# PASSAGE
# # # #
Jesse Belvin


Jesse Belvin was a key figure in the development of rhythm & blues music on the West Coast in his role as a singer and songwriter.

He was born Jesse Lorenzo Belvin in San Antonio in 1932. At age five he moved to Los Angeles with his family, where he sang in his church choir. By age 16 young Jesse was singing with a local band. In 1951 he made his first attempts at recording, with Big Jay McNeely. He recorded for various Hollywood record labels, leading up to a stint in the US Army. In 1953 he recorded Dream Girl, a song that rose to number 2 R&B, and the artist on the recording was billed as Jesse & Melvin, for Jesse Belvin and sax player Marvin Phillips.

Belvin had spent some of his time writing songs and it was during his time in the service that he wrote what would become his first pop hit as a songwriter, Earth Angel (Will You Be Mine). He shared the songwriting credits with Curtis Williams (following a legal dispute), and it became a giant hit on the R&B chart for Williams' group, the Penguins. It was also a number 8 pop hit for the Penguins in 1955, and a cover version by the Canadian artists the Crew-Cuts did even better.
# # # #
(Records from a collection)
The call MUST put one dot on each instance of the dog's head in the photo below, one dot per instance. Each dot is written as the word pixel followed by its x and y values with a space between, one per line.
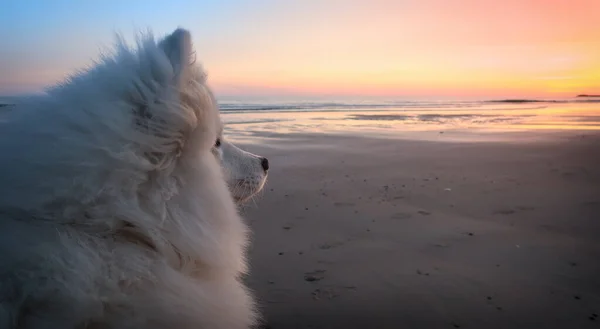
pixel 245 173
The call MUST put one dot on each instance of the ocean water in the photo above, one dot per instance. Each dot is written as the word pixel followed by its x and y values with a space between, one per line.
pixel 399 117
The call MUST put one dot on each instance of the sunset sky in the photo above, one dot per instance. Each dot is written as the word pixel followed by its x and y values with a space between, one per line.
pixel 367 48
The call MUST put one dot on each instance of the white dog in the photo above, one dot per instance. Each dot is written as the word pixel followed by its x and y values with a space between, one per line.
pixel 115 210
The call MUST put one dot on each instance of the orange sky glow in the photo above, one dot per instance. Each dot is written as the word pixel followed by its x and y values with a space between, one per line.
pixel 392 48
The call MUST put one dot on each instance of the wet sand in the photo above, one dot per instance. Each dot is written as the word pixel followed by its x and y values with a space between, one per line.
pixel 365 232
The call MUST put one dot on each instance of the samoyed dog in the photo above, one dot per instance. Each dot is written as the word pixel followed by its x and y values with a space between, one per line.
pixel 118 200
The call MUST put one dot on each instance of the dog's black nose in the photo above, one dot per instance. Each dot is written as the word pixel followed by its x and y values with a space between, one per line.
pixel 264 163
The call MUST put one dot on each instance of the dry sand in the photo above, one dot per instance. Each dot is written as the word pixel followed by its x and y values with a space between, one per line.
pixel 360 232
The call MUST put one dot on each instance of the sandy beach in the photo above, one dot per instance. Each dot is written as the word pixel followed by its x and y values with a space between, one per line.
pixel 378 232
# # # #
# WHAT THE TASK ASKS
Return the text of the Jesse Belvin biography starting with "He was born" and going on through "player Marvin Phillips.". None of this material is used.

# RESPONSE BOX
He was born Jesse Lorenzo Belvin in San Antonio in 1932. At age five he moved to Los Angeles with his family, where he sang in his church choir. By age 16 young Jesse was singing with a local band. In 1951 he made his first attempts at recording, with Big Jay McNeely. He recorded for various Hollywood record labels, leading up to a stint in the US Army. In 1953 he recorded Dream Girl, a song that rose to number 2 R&B, and the artist on the recording was billed as Jesse & Melvin, for Jesse Belvin and sax player Marvin Phillips.